What you are asked to do: When copying the data, keep every line exactly the same.

##### Supplied data

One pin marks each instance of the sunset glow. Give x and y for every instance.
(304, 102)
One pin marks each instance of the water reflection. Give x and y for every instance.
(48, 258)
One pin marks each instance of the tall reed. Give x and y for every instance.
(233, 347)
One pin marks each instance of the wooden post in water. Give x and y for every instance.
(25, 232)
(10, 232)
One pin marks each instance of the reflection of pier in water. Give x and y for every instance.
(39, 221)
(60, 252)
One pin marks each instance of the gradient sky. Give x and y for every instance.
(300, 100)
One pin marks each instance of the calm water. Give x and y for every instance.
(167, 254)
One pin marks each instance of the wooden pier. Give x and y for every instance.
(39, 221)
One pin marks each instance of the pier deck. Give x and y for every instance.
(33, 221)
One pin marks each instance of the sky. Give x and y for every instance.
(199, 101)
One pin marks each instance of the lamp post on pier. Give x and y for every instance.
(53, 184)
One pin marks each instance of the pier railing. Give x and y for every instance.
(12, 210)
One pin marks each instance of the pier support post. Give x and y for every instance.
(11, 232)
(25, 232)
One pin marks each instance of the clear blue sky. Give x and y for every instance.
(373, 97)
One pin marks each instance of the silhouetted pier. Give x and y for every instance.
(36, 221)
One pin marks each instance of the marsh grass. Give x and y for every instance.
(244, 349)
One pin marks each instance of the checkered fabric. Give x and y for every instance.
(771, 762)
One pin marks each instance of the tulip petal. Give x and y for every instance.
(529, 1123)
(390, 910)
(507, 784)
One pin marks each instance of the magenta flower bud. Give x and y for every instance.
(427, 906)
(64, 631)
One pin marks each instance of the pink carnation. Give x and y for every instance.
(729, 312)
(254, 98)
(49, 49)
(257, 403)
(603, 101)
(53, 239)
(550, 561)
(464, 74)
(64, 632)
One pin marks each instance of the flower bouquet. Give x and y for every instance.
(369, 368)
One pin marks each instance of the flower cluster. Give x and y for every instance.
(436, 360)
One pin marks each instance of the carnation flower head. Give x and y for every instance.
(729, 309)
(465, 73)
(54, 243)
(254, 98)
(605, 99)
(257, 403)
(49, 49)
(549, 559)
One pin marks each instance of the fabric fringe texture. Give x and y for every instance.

##########

Response area:
One pin marks each instance of the sunset glow. Give x and y for every instance.
(304, 102)
One pin marks each instance of the water reflection. Give x and y for every instance.
(48, 258)
One pin marks each instance of the tall reed. Give x and y for every instance.
(233, 347)
One pin marks each instance of the wooden post in water. Give x and y for every instance.
(25, 232)
(10, 232)
One pin marks each instance of the reflection of pier in water. Give x and y for every instance.
(39, 221)
(60, 252)
One pin marks each instance of the gradient sky. Give x and y for every instance.
(300, 100)
One pin marks each instance of the calm water. Give x and y for every instance.
(167, 254)
One pin marks each instance of the wooden pier. Give x and y for every instance.
(39, 221)
One pin marks each instance of the pier deck. Give x and y for every instance.
(33, 221)
One pin marks each instance of the sky. Give x and y for every instance.
(199, 101)
One pin marks each instance of the lamp post on pier. Give x and y for every instance.
(53, 184)
One pin marks each instance of the pier railing. Give x and y for every instance.
(12, 210)
One pin marks each instance of the pier support post. Give x and y for every instance.
(11, 232)
(25, 232)
One pin marks each instance of the clear blue sky. Give x and y for every instance.
(373, 97)
One pin marks each instance of the silhouetted pier. Give x and y for every instance.
(36, 221)
One pin marks each instance of the marsh grass. Give x and y for every instance.
(244, 349)
One pin marks each instance of the checkered fabric. Give x and y for every instance.
(771, 762)
One pin marks each instance of the tulip petal. Give x and y for every instance.
(529, 1123)
(390, 910)
(507, 784)
One pin marks each instance of the magenta flower bud. Give x and y for every instance.
(427, 906)
(64, 631)
One pin marks each instance of the pink carnation. Give x and y for every instance.
(729, 312)
(254, 98)
(49, 49)
(257, 403)
(603, 101)
(53, 239)
(550, 561)
(464, 74)
(64, 632)
One pin marks each instance of the flower bouquet. Give x and y for every instance.
(369, 368)
One pin marks each instance of the flower cluster. Give x and y for every instance.
(436, 360)
One pin marks each instance of the carnation flower head. Give x and y for every instance.
(729, 309)
(465, 73)
(54, 243)
(254, 98)
(605, 99)
(257, 403)
(49, 49)
(549, 559)
One pin marks each instance of the fabric fringe texture. Give x and y for every instance.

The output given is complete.